Disillusioned: Five Families and the Unraveling of America's Suburbs
“Herold really goes to town reporting, and it’s an impressive book that deserves your attention.”
Are the suburbs really unraveling? Benjamin Herold, a very accomplished education reporter, certainly establishes that some of them are. In Disillusioned he studies the suburban lives of five families around the country, and in none of them is the American Dream fully manifest.
Herold’s reporting is exhaustive and delivered with you-are-there urgency on the lives of the families. When they go on vacation, he goes with them. When the lights go out in the evening, he’s (presumably) on the couch. This approach lends an almost cinematic urgency to his reportage.
But despite the geographic spread (Texas, Pennsylvania, California, Illinois, Georgia) the suburbs he studies, with the exception of Texas, are quite demographically similar. These are previously all-white suburbs that resisted integration, in some cases building their own schools to escape the diverse regional centers. This process, combined with later white flight, essentially bankrupted the communities—leaving a defunded mess for the new Black and Hispanic majorities.
Herold’s study period coincided with the worst of COVID-19, so that compounds the problems in some of these on-the-brink communities (Compton, California; Gwinnett County, Georgia; Evanston, Illinois; Penn Hills, Pennsylvania, where the author grew up).
But there are other suburbs—in Connecticut, for instance—that don’t fit this pattern at all. For one thing, they benefited from COVID as federal money poured in and New Yorkers fled the city looking for homes with swimming pools.

(Natural language region descriptions)

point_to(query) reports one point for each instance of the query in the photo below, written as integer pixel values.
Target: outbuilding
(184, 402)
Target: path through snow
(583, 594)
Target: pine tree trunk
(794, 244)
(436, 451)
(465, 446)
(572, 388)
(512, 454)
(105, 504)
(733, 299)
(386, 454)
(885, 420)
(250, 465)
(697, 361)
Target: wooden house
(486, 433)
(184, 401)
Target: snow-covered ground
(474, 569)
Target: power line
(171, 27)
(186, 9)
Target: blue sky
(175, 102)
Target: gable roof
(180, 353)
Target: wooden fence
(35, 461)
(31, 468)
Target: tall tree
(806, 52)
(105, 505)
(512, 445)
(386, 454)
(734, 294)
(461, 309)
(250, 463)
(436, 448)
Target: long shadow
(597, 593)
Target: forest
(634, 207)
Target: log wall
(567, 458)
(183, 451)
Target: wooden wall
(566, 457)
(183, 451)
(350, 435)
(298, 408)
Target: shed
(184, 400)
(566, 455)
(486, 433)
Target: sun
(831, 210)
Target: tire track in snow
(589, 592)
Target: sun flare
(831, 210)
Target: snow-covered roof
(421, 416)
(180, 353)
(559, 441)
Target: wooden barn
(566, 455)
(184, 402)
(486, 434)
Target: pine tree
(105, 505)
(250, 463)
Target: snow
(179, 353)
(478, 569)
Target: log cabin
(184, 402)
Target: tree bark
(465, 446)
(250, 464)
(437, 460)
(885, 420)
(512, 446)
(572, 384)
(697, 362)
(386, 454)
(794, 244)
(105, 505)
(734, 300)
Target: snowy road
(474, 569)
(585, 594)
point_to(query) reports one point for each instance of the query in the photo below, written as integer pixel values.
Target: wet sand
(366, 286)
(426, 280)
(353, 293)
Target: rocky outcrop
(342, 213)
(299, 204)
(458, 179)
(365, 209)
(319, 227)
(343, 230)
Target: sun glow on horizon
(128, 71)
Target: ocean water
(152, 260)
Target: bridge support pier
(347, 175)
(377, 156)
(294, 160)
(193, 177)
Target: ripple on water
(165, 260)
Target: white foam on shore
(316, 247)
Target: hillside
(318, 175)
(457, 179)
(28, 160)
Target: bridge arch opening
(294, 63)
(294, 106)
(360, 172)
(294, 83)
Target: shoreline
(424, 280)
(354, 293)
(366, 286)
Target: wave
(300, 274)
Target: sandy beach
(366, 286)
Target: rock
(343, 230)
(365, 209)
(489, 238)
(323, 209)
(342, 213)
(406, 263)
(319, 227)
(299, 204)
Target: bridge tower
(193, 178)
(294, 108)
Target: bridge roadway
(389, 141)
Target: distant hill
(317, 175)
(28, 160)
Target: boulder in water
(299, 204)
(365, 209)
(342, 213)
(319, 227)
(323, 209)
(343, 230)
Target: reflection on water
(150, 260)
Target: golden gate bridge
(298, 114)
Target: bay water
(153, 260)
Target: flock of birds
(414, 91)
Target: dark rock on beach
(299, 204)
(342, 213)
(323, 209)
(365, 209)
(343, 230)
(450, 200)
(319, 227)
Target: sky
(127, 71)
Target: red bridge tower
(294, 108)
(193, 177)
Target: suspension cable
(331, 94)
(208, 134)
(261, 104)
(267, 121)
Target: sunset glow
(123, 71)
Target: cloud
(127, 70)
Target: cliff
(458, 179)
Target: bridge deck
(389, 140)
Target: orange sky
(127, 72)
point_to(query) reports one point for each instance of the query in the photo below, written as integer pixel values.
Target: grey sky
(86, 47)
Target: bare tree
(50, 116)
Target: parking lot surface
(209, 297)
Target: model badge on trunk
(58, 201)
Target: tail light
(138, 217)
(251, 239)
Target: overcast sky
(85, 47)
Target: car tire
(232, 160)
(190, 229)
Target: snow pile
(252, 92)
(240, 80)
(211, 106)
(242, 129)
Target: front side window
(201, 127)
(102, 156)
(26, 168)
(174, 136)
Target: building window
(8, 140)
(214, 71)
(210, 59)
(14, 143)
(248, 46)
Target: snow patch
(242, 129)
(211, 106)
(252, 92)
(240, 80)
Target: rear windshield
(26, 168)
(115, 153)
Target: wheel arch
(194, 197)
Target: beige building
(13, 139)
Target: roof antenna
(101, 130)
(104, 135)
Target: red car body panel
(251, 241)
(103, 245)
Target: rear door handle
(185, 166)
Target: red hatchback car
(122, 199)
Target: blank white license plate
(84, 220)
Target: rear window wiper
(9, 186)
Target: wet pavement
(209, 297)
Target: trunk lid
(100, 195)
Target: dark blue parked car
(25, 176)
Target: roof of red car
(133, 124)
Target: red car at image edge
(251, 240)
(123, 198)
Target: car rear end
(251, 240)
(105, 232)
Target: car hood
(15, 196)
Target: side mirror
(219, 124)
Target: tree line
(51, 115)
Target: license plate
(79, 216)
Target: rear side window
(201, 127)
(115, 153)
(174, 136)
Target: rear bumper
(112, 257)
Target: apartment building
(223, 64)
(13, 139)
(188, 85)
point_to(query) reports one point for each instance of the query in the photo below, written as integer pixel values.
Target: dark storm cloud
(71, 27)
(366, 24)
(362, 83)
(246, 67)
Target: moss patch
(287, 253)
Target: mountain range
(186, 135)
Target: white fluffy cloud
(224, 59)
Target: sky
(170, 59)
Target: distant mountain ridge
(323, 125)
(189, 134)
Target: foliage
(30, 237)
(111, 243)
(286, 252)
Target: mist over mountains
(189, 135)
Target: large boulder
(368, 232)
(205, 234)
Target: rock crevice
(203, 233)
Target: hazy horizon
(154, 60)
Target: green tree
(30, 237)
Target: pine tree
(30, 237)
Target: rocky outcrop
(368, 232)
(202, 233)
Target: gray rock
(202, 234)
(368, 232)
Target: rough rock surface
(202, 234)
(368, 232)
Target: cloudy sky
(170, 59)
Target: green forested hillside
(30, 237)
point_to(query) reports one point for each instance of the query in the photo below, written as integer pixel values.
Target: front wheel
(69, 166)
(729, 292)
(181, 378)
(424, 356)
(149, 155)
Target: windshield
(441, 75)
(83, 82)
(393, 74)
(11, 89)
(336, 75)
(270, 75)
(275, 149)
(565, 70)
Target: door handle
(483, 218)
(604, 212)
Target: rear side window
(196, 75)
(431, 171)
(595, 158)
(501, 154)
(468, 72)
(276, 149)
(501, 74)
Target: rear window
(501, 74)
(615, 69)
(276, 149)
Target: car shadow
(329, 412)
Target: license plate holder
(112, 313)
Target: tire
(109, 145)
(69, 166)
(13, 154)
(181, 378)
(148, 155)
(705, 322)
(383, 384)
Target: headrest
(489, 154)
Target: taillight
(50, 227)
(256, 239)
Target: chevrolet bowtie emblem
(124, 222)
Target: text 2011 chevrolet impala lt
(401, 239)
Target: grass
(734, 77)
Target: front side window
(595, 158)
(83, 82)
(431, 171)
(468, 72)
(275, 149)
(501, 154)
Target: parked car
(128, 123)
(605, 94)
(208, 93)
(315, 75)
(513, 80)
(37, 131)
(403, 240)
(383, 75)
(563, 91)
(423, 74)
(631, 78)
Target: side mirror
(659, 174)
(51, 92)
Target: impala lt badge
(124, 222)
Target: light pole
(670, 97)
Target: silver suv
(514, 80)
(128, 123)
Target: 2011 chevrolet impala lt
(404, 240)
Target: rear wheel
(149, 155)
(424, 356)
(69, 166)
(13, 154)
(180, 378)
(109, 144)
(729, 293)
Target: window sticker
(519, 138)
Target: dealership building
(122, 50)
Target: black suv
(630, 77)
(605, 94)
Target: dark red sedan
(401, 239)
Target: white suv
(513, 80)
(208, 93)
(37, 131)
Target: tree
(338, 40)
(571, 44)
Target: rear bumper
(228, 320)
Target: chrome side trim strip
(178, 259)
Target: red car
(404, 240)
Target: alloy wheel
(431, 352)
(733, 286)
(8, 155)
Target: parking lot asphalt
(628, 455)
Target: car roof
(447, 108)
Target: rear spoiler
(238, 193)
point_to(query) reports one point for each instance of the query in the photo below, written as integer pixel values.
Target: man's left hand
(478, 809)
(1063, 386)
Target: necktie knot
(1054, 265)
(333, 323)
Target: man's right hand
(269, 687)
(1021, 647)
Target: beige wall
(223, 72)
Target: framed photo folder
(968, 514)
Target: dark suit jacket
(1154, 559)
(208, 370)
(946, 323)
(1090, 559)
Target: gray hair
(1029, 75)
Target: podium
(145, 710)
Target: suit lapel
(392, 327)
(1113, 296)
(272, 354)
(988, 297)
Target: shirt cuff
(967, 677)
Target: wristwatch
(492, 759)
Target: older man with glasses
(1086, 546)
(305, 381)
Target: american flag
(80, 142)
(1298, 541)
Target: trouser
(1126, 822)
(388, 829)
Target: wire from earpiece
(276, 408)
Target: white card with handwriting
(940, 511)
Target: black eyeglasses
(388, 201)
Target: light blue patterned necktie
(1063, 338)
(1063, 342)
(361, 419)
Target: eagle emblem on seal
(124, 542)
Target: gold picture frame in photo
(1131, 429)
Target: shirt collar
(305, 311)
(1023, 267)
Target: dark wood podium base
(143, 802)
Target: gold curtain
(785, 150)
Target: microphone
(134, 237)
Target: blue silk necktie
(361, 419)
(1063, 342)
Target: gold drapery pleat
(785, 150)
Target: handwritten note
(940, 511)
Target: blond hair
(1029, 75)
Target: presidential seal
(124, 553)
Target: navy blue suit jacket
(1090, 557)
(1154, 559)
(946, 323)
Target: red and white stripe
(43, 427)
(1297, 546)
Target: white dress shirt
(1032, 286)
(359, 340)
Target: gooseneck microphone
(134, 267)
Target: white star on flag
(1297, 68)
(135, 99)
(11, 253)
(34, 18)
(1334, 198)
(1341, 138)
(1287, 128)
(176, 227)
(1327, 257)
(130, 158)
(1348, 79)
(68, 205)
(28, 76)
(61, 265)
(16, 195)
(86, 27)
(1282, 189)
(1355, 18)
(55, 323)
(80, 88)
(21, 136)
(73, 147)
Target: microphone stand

What to do
**A.** Print the portion of the review of Disillusioned between "But despite the" and "and Hispanic majorities.", inclusive.
**B.** According to the review of Disillusioned, in which community did Benjamin Herold grow up?

Answers to the exercise
**A.**
But despite the geographic spread (Texas, Pennsylvania, California, Illinois, Georgia) the suburbs he studies, with the exception of Texas, are quite demographically similar. These are previously all-white suburbs that resisted integration, in some cases building their own schools to escape the diverse regional centers. This process, combined with later white flight, essentially bankrupted the communities—leaving a defunded mess for the new Black and Hispanic majorities.

**B.** Penn Hills, Pennsylvania.